Selected text:
____________________

And at the forefront of it, Bob Neill, former Conservative Party vice chairman and MP for Bromley and Chislehurst, has called for the transport secretary to resign.
Earlier this week Grayling rejected Sadiq Khan's bid to take over Southeastern in 2018, saying Transport for London (TfL) hadn't made a convincing enough business case to show the changeover would lead to better services.
"It is regrettable that I have been forced to adopt this stance and call for the secretary of state's resignation, but I will not sway from that commitment we made, nor will I allow long suffering passengers in my constituency to be used as political pawns," Neill said.
It is clear therefore that Mr Grayling's decision was not motivated by the merits of the case but by party political bias. That is not a proper consideration to take into account in deciding public policy and arguably opens his decision up to legal challenge as being irrational.
He criticised the minister's decision as "a cynical, party political move that has failed to act in the interests of London commuters", when he simply had "a dogmatic opposition to rail devolution".
In the letter written to Boris Johnson in 2013, Neill said Grayling's "real motive" was given away.
The letter seen by the Evening Standard, had Grayling writing: "I would not be in favour of changing the current arrangements – not because I have any fears over the immediate future, but because I would like to keep suburban rail services out of the clutches of any future Labour mayor."

____________________

Dataset extract:
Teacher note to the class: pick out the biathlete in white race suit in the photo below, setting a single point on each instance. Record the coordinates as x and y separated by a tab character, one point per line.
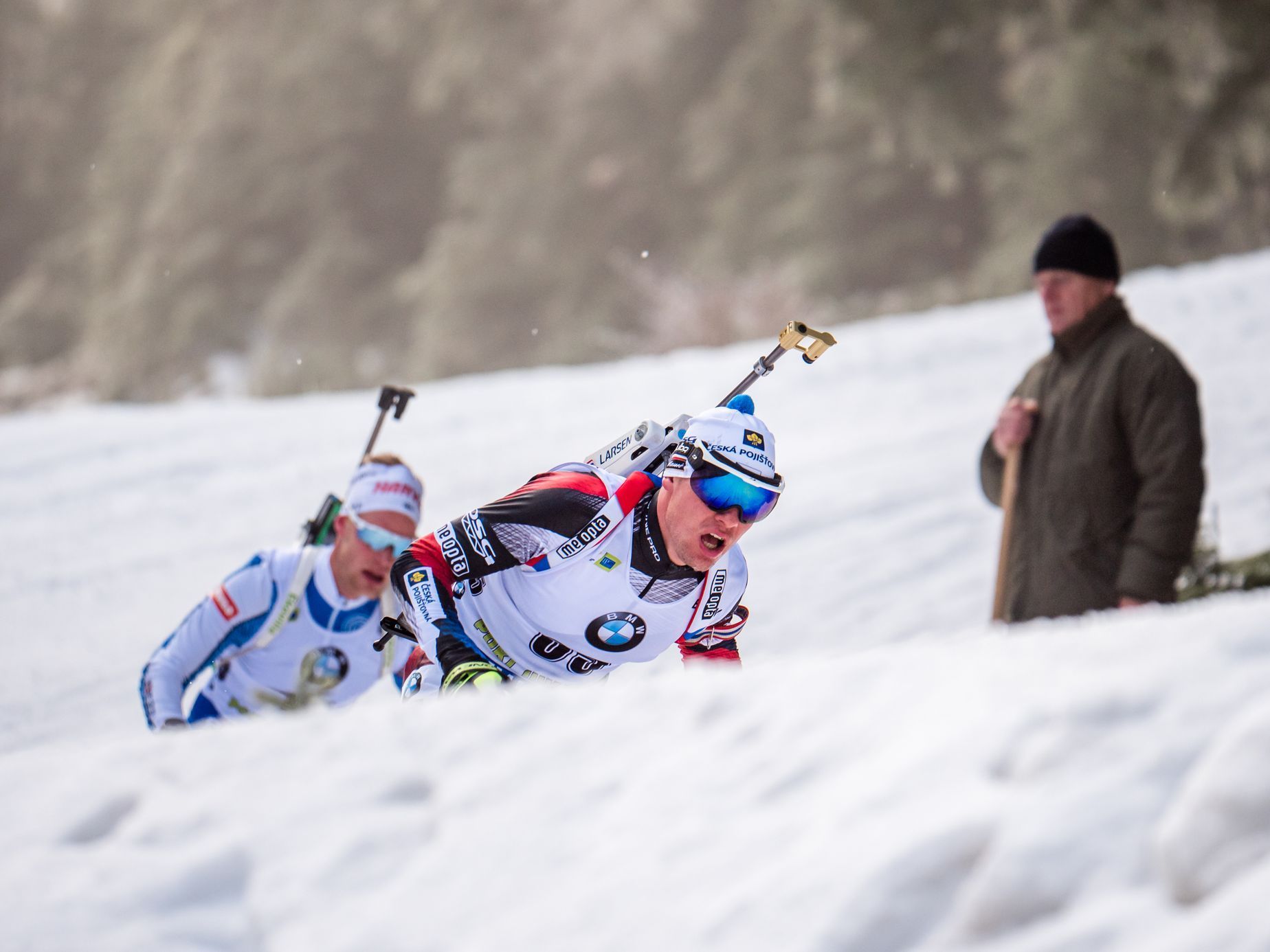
582	570
323	649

____________________

Stated task:
Check each of these statements against the article on Grayling and Southeastern, answering yes or no and quoting the words of the article that decide it. 1. Grayling turned down Sadiq Khan's bid to take over Southeastern. 2. The letter to Boris Johnson was written in 2018. 3. Grayling said TfL had made a convincing enough business case.

Solution for this exercise:
1. Yes: "Grayling rejected Sadiq Khan's bid to take over Southeastern in 2018"
2. No: "In the letter written to Boris Johnson in 2013"
3. No: "saying Transport for London (TfL) hadn't made a convincing enough business case"